### Source
------------------------------

I have previously written about reserving RDS instances. This post focuses on EC2 reservations, and specifically, how to use AWS’ normalization factor to make things easier and more beneficial.

What is the Normalization Factor

The Normalization Factor (NF) can be thought of as a measure of compute usage per hour, but only within the context of billing.

Looking at the table below, if you are using a t2.nano instance for one hour, then you have consumed 0.25 units.

Instance Size Normalization Factor
nano 0.25
micro 0.5
small 1
medium 2
large 4
xlarge 8
2xlarge 16
4xlarge 32
8xlarge 64
10xlarge 80
16xlarge 128
32xlarge 256

Where this comes in to play, is when your reservation discounts are being applied to the account.

The older mechanism

Previously, your RI must exactly match an instance for a discount to be applied. In the above example, if you had purchased a reservation of a single t2.small instance, this would not have matched your usage of the t2.nano, so no discount would be applied.

Reservation

Instance Type Instance Family
t2.small t2

Usage

Instance Type Instance Family
t2.nano t2

This billing mechanism led to wastage across RIs and required a lot of upfront planning on how your infrastructure requirements may change over the course of your resevation term.

The newer, more flexible, mechanism

Using the newer mechanism, your usage is taken in terms of compute units, and is applied to all sizes of instances within an instance family. Back to our above example. Your usage of the t2.nano instance would have clocked up 0.25 units. A portion of your reservation belonging to your t2.small instance can be applied to your t2.nano usage.

Keeping it in the family

As mentioned above, the discounts can be applied to all sizes within a family. Amazon also allows you to combine instances.

By reserving a single t2.small instance, we have an NF of 1 to play with. This could be split between two t2.nano instances and one t2.micro. This makes for much easier forecasting of cost and usage across your infrastructure layer.

Caveats

  • This flexibility only applies to Linux instances.
  • NFs cannot be shared across families.
  • Instances must be using shared tenancy (the default).

------------------------------

### Material shown

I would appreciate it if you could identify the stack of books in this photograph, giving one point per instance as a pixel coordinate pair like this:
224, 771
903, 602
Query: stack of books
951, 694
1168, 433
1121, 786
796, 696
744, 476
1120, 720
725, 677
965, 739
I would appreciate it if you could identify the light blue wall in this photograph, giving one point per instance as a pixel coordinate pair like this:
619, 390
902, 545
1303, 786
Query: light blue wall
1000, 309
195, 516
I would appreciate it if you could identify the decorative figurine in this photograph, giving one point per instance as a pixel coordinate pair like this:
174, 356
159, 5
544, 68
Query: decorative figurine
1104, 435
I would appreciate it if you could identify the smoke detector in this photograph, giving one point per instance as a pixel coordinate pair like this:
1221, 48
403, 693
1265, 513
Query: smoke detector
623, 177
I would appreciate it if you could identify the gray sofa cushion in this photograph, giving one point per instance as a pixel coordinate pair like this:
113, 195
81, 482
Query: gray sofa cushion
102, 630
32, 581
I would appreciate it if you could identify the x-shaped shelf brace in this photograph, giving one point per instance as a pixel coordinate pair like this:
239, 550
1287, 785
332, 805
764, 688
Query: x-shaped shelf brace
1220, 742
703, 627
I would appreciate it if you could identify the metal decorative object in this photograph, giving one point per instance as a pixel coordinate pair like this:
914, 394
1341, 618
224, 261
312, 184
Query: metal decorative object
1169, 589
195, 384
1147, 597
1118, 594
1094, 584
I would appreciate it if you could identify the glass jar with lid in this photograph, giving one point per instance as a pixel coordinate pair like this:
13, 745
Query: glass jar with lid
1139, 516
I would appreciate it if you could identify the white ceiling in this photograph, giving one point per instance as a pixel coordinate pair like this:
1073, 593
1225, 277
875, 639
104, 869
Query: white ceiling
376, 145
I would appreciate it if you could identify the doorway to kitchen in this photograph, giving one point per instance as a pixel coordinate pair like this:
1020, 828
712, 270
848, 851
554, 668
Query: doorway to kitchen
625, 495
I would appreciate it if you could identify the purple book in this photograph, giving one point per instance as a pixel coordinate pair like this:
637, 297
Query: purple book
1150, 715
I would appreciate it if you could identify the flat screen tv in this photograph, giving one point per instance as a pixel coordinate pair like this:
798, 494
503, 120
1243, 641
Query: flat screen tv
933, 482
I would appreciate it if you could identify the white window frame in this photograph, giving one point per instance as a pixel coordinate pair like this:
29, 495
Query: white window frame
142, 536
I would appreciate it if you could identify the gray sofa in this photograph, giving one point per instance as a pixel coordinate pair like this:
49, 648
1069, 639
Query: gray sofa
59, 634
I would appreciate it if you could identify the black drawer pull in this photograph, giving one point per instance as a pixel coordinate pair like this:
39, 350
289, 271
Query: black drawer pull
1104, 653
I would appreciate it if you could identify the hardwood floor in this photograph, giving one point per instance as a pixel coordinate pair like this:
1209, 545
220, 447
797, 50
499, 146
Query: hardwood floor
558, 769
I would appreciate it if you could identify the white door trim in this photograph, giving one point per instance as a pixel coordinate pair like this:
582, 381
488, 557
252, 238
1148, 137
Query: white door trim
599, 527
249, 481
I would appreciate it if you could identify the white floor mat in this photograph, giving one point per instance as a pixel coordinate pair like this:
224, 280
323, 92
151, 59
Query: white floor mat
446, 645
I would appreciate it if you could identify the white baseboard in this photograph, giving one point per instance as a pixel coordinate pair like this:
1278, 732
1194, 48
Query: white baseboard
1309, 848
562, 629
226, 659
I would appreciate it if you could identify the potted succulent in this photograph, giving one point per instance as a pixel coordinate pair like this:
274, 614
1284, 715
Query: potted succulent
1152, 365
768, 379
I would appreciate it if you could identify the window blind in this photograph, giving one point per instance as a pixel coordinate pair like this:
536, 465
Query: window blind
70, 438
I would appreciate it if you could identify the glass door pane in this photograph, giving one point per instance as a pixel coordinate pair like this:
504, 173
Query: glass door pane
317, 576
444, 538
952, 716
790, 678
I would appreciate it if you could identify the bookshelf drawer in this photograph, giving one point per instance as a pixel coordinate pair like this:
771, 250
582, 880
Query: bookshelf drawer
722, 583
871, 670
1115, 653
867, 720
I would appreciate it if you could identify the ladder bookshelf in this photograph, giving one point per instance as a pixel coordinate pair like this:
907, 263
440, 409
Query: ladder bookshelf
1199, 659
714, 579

------------------------------

### What is asked
Reproduce word for word everything in the EC2 reservations text from "Keeping it in" down to "your infrastructure layer.". None of the data above is needed for this work.

### Expected output
Keeping it in the family

As mentioned above, the discounts can be applied to all sizes within a family. Amazon also allows you to combine instances.

By reserving a single t2.small instance, we have an NF of 1 to play with. This could be split between two t2.nano instances and one t2.micro. This makes for much easier forecasting of cost and usage across your infrastructure layer.